● **Challenge**:
Copy out the final stretch of the listing: the line that contains "Might you point out the blazer" and all lines after it, exactly as they appear.

======== The input ========

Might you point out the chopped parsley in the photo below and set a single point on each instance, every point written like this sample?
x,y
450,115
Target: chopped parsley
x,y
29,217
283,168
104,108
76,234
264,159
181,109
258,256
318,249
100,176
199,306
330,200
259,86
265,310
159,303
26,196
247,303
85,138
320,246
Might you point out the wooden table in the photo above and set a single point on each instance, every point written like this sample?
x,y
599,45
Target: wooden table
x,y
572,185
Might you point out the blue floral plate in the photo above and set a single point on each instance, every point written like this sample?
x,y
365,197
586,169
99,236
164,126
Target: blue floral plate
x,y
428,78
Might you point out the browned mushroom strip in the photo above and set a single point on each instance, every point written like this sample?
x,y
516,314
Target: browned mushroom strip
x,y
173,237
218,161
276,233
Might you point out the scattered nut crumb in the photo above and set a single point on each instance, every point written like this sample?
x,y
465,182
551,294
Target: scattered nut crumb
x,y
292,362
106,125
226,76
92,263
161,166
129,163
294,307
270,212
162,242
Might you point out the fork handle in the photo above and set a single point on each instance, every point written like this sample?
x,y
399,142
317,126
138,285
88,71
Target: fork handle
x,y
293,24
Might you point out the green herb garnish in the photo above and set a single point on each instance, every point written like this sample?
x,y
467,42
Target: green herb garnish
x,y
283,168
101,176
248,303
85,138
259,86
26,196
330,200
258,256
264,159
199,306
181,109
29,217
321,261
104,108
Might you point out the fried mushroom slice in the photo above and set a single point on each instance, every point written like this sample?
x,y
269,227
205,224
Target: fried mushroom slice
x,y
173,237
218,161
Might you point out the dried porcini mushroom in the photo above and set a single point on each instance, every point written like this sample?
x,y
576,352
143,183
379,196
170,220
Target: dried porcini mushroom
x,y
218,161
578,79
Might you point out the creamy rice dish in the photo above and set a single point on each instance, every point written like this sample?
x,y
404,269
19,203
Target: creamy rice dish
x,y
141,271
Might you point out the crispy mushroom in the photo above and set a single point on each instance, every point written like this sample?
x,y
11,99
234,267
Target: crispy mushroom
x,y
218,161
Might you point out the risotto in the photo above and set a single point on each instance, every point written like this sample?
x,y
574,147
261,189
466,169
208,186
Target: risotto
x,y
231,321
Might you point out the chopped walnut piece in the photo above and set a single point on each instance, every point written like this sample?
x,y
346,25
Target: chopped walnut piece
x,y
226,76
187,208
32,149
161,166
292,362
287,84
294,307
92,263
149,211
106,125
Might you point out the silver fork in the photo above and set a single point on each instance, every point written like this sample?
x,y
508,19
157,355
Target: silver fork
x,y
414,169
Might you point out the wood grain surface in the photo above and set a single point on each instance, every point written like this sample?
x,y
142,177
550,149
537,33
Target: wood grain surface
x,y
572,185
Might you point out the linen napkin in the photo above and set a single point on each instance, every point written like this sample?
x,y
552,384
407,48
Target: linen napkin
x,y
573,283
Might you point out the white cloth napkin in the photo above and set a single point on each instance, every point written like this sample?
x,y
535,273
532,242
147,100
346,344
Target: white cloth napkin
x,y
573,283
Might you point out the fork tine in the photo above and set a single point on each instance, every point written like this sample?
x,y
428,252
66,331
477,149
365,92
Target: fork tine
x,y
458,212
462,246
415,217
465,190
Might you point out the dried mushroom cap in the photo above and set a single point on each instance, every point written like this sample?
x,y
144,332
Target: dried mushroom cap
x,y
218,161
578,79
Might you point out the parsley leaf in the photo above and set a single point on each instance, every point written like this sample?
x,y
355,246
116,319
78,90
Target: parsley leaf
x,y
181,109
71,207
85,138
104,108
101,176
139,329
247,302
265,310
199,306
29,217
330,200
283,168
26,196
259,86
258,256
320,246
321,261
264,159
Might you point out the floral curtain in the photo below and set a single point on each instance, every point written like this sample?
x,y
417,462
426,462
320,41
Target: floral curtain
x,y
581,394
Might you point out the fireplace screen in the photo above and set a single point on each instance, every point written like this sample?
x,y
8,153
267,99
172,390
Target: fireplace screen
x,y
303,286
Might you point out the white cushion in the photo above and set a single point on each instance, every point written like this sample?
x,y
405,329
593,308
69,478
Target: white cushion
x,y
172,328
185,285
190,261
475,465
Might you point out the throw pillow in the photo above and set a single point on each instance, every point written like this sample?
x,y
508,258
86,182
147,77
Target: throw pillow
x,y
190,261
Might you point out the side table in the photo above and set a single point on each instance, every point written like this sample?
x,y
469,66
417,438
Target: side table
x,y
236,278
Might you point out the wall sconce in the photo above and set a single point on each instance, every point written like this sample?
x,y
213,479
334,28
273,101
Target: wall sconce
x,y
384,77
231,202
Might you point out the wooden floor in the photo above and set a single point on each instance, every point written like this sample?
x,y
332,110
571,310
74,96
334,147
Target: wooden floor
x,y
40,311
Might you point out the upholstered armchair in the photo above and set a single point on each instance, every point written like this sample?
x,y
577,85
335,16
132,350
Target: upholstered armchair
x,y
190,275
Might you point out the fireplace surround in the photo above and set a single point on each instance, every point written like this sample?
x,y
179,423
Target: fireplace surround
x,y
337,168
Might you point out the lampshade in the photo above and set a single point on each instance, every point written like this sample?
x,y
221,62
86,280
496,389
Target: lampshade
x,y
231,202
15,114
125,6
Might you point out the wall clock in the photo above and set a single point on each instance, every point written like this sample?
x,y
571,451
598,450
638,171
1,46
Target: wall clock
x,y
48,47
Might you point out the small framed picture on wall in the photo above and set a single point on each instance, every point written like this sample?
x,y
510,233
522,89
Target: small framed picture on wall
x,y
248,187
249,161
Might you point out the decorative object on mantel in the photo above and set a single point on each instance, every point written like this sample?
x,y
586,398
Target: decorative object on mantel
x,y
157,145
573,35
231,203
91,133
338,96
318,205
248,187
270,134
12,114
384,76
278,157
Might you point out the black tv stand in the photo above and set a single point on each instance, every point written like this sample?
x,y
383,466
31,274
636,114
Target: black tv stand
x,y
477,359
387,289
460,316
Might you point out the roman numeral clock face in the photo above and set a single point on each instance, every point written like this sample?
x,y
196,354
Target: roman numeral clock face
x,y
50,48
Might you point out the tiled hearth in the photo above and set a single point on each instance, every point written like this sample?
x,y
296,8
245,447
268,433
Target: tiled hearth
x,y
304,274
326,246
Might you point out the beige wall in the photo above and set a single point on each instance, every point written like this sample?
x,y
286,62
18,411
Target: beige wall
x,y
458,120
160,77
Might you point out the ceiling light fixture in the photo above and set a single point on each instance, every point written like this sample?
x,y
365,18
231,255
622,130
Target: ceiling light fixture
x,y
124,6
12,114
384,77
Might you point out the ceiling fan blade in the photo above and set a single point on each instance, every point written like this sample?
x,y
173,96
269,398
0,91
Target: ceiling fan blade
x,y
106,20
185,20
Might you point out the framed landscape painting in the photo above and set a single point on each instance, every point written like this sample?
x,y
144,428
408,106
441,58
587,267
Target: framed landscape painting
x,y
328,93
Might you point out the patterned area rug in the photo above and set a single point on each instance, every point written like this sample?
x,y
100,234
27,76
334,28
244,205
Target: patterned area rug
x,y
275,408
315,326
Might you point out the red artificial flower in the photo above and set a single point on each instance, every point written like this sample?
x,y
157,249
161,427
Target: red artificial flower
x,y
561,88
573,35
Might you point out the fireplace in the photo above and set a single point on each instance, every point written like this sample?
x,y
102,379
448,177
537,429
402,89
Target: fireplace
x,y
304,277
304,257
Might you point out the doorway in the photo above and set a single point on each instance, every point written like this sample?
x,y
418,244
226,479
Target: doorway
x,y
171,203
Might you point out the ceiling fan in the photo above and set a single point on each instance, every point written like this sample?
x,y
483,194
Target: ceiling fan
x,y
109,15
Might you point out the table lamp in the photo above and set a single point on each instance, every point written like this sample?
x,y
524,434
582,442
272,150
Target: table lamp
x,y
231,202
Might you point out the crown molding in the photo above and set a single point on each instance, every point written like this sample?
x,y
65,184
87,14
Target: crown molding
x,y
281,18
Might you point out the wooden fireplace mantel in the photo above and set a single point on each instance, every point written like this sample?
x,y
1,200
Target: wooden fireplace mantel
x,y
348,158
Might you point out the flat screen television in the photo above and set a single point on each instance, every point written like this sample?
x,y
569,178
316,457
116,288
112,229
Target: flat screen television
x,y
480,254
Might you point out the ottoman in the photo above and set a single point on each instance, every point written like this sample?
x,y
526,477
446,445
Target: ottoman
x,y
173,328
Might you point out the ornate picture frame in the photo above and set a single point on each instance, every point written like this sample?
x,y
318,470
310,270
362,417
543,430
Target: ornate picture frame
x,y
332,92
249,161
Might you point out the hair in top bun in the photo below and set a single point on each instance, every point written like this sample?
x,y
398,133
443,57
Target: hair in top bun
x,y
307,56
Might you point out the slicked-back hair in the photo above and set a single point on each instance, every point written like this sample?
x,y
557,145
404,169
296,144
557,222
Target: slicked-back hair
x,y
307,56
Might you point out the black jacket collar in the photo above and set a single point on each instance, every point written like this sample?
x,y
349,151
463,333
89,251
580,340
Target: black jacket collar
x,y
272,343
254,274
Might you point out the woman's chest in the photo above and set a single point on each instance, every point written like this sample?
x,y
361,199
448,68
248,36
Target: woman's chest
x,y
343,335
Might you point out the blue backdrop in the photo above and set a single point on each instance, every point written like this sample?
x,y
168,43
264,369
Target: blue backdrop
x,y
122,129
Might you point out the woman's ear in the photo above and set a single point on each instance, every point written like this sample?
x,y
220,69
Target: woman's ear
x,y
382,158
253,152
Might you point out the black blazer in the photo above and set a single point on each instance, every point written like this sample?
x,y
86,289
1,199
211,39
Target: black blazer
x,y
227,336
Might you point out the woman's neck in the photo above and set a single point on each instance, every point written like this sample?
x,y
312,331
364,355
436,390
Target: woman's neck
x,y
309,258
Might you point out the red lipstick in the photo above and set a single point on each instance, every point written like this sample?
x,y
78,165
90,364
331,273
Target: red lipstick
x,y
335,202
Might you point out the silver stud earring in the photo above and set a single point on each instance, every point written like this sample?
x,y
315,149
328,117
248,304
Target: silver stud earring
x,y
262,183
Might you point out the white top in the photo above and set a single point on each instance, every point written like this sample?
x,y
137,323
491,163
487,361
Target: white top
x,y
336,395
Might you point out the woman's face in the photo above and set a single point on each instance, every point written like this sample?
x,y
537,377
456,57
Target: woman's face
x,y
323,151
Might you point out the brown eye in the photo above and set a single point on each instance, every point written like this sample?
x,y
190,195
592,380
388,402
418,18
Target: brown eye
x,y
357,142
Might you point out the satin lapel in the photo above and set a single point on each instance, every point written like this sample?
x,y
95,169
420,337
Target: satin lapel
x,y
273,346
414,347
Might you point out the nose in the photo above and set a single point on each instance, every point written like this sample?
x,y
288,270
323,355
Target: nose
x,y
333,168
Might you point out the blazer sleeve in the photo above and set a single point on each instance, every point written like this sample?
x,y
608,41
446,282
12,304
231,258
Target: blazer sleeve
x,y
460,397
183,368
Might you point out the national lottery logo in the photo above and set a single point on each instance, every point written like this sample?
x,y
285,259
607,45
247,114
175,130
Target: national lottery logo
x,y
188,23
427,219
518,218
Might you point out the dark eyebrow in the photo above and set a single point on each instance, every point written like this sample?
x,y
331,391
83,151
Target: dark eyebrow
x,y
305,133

========

● **Solution to this exercise**:
Might you point out the blazer sleeve in the photo above and set a single point on each instance, every point written like this sample?
x,y
608,41
446,282
12,304
231,258
Target: blazer sleeve
x,y
460,397
183,368
Might you point out the national lottery logo in the photo above and set a single point on each instance, every point written like this sample?
x,y
285,259
607,45
247,114
175,130
Target: national lottery logo
x,y
188,23
427,219
518,218
Might you point out the dark eyebrow in the photo above and set a single point on each instance, every point written like this sample?
x,y
331,391
83,151
Target: dark eyebrow
x,y
305,133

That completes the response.